## Excerpted passage
------------------------
Another issue is that some drivers have limitations on the order in
which devices are brought up, and 802.11ax introduces implicit
dependencies between interfaces (transmitted vs non-transmitted BSS).
All of this does not map well to how netifd treats devices at the moment.

I'd strongly prefer keeping the current wireless config structure
(separate from network interfaces/devices).

- Felix
Jo-Philipp Wich July 24, 2020, 4:44 p.m. UTC | #37
Hi Felix,

> [...]
> 
> For a simple default config, you could have this:
> 
> # network
> config device
        option type bridge  # I assume this is needed as well
> 	option name switch0
> 	
> config bridge-vlan
> 	option vlan 1
> 	option ports "lan1 lan2 lan3 lan4"
> 
> config interface lan
> 	option ifname switch0.1
> 
> 
> # wireless
> 
> config wifi-iface
> 	option network lan
> 
> 
> In this case, wlan0 would be added to switch0 and set to VLAN 1 untagged
> by default.
------------------------
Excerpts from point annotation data
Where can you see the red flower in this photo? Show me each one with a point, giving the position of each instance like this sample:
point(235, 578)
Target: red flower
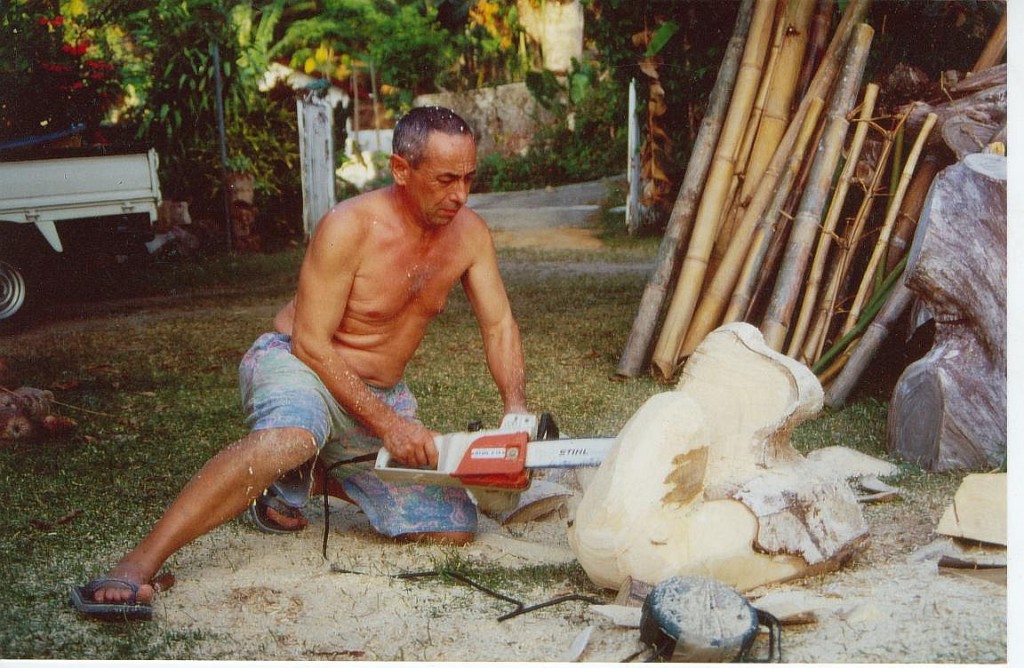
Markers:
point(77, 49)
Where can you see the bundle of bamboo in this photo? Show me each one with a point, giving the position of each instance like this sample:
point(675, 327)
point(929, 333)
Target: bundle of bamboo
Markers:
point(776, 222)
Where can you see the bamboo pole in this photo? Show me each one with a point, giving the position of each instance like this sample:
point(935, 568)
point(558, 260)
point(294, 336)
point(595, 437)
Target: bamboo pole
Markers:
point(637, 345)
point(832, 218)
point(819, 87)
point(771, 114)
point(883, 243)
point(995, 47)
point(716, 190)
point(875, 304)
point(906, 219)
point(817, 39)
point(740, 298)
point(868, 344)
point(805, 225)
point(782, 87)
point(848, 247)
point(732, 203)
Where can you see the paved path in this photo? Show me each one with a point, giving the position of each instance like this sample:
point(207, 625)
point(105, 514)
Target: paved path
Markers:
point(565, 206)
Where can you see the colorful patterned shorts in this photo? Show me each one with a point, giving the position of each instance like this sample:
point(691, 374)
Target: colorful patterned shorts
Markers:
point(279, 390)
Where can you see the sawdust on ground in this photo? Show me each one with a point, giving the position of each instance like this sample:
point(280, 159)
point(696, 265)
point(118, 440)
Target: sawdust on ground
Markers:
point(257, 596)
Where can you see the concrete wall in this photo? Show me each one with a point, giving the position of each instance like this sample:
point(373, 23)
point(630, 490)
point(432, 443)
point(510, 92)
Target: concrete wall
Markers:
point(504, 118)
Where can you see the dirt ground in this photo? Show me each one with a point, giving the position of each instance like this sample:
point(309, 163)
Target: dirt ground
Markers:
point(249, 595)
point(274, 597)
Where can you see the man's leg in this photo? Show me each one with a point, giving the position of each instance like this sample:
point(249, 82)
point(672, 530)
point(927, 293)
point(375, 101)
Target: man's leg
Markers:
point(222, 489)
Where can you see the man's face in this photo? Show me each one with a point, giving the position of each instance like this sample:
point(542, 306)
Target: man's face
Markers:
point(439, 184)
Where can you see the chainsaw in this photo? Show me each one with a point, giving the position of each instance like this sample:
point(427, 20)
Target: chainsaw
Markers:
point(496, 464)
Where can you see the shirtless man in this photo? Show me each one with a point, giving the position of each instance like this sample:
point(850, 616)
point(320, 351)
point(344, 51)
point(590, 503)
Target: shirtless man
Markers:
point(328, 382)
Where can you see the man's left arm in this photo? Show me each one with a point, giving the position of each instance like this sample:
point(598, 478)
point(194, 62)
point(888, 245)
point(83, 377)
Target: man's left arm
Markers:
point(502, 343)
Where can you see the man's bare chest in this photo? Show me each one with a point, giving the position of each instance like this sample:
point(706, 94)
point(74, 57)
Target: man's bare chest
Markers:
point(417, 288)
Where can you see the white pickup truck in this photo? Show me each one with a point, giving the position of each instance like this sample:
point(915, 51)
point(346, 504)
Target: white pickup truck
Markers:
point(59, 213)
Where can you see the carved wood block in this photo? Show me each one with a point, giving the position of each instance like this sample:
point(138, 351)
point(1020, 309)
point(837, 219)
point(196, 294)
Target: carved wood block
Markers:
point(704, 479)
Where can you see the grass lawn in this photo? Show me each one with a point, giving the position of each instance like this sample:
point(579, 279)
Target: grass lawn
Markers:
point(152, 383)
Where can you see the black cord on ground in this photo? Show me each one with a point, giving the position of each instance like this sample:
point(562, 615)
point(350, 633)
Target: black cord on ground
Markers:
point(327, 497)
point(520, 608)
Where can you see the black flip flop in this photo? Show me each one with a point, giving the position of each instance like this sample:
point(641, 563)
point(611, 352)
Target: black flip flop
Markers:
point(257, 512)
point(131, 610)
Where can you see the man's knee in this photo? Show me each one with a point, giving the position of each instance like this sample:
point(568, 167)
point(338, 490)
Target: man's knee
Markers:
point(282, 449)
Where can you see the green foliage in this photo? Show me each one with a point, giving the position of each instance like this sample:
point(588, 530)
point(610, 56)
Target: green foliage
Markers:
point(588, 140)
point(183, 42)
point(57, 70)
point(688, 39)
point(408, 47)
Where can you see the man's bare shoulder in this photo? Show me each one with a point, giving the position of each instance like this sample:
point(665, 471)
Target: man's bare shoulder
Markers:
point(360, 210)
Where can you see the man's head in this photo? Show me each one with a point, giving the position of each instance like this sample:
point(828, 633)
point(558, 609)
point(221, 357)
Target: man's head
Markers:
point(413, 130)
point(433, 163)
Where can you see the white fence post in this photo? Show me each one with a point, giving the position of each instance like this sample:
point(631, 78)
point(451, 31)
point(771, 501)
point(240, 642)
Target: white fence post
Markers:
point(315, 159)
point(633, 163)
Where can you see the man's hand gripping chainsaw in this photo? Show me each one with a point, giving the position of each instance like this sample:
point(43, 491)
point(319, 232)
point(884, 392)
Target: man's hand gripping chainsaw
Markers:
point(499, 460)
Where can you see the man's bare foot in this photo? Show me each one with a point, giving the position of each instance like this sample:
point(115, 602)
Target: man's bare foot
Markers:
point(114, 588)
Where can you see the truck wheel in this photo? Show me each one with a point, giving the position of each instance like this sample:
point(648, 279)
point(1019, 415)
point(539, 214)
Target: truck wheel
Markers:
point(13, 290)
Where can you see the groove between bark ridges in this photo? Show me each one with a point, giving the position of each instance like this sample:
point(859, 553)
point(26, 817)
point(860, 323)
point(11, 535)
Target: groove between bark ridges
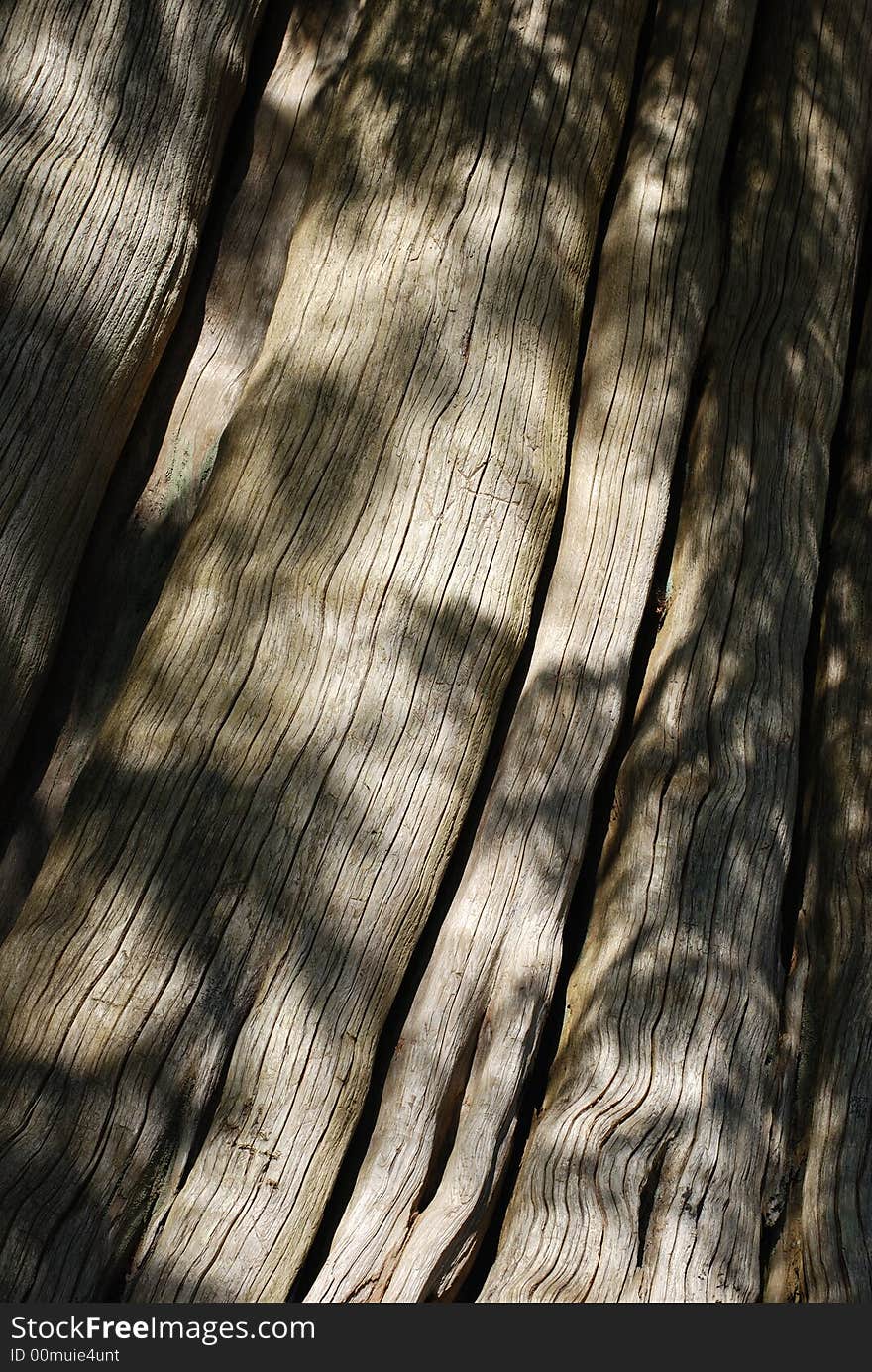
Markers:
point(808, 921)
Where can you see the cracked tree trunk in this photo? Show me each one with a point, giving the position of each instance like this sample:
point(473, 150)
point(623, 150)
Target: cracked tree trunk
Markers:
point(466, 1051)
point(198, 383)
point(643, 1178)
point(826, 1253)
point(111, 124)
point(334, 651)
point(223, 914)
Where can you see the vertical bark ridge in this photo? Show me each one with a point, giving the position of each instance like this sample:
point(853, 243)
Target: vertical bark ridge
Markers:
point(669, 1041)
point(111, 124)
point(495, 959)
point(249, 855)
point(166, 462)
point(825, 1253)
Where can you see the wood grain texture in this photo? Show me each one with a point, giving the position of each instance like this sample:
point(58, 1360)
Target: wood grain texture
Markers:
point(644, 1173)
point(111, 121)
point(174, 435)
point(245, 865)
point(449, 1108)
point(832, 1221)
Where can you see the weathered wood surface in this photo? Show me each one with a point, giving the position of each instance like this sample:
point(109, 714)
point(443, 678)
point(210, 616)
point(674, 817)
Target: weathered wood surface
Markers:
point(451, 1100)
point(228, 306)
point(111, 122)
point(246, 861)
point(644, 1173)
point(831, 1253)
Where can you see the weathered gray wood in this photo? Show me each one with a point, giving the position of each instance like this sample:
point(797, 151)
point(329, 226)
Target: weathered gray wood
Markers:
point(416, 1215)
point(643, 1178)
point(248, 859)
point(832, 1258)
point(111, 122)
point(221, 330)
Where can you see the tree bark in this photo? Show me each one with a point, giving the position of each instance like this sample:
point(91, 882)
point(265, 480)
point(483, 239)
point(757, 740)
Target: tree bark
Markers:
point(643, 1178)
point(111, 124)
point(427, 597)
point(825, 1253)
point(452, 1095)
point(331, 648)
------------------------
## Things to do
1/ According to the network configuration thread, what would happen to wlan0 by default in the simple config shown?
2/ Please write the next part of the network configuration thread, picking up after its final line.
The items play no role in this work.

## Task results
1/ It would be added to switch0 and set to VLAN 1 untagged.

2/
> 
> If you want it on VLAN 10 tagged/PVID instead, you could do:
> 	option network-vlan "10:t*"
> 
> 
> What do you think?

I did think about it some more, also in context of a LuCI implementation and
the special role of wifi and I am convinced now that this approach generally
makes sense.

However for the vlan I wonder if we should simply use "option vid 10" since
setting anything besides an egress untagged pvid does not make sense for wifi.

So your second example above would become:

  config wifi-iface
    option network lan
    option vid 10  # instead of inheriting vid 1, use 10 as pvid


Also, just to clarify... assuming a:

  config interface foo
    option ifname somevlanbridge0.456

and an wifi iface without an explicit vid override:

  config wifi-iface
    option network foo

... we would inherit vid 456 and set as pvid, right? Or are we are always
going to default to 1?


Regards,
Jo
Felix Fietkau July 24, 2020, 5:13 p.m. UTC | #38
On 2020-07-24 18:44, Jo-Philipp Wich wrote:
> Hi Felix,
> 
>> [...]
>> 
>> For a simple default config, you could have this:
>> 
>> # network
>> config device
>         option type bridge  # I assume this is needed as well
>> 	option name switch0
Correct.

>> config bridge-vlan
>> 	option vlan 1
>> 	option ports "lan1 lan2 lan3 lan4"
>> 
>> config interface lan
>> 	option ifname switch0.1
>> 
>> 
>> # wireless
>> 
>> config wifi-iface
>> 	option network lan
>> 
>> 
>> In this case, wlan0 would be added to switch0 and set to VLAN 1 untagged
>> by default.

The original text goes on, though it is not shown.